**Text for analysis**
Sunday, October 17, 2010

A bit of explanation for my travel infatuation

I’m obsessing over this trip to Chile. Sometimes it seems like it’s the only thing in my head. If you ask me to point out the happiest thing in my life, the thing that keeps my head up and, sometimes, what gets me out of bed in the morning, I’d scream that it was the knowledge that in about 80 days, I will be leaving for South America.


I’ve always loved to travel. In the past year or so, I’ve come to realize I feel more at home when I’m living out of a suitcase, spending entire days in airports, than I do in Reno or Winnemucca. On my first solo trip out of the country, a five-day jaunt to Puebla, Mexico via D.F. to visit my then-girlfriend studying abroad, I came to find that everything I love about travel is brought into much sharper focus when I am abroad.

Allow me to better explain.

I think (and this is just an educated guess because, as anyone around me knows, I really don’t have anything about myself figured out completely) that the reason I love to travel is the thrill of exploration, and not only physical exploration, either (though I enjoy that, too). In addition to finding new restaurants, buildings, neighborhoods and bars, I love getting a taste of the people and their culture in each place.

**Exercise objective**
In the blog post about travel, where did the writer go on a first solo trip out of the country?

**Records provided**
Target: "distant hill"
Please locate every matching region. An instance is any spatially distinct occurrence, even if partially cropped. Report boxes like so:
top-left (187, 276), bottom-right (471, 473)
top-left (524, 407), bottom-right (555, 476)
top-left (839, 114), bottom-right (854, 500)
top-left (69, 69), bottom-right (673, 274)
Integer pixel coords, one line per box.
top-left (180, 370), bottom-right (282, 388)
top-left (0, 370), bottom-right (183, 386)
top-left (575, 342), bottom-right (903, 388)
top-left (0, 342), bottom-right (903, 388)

**Output**
Puebla, Mexico, by way of D.F.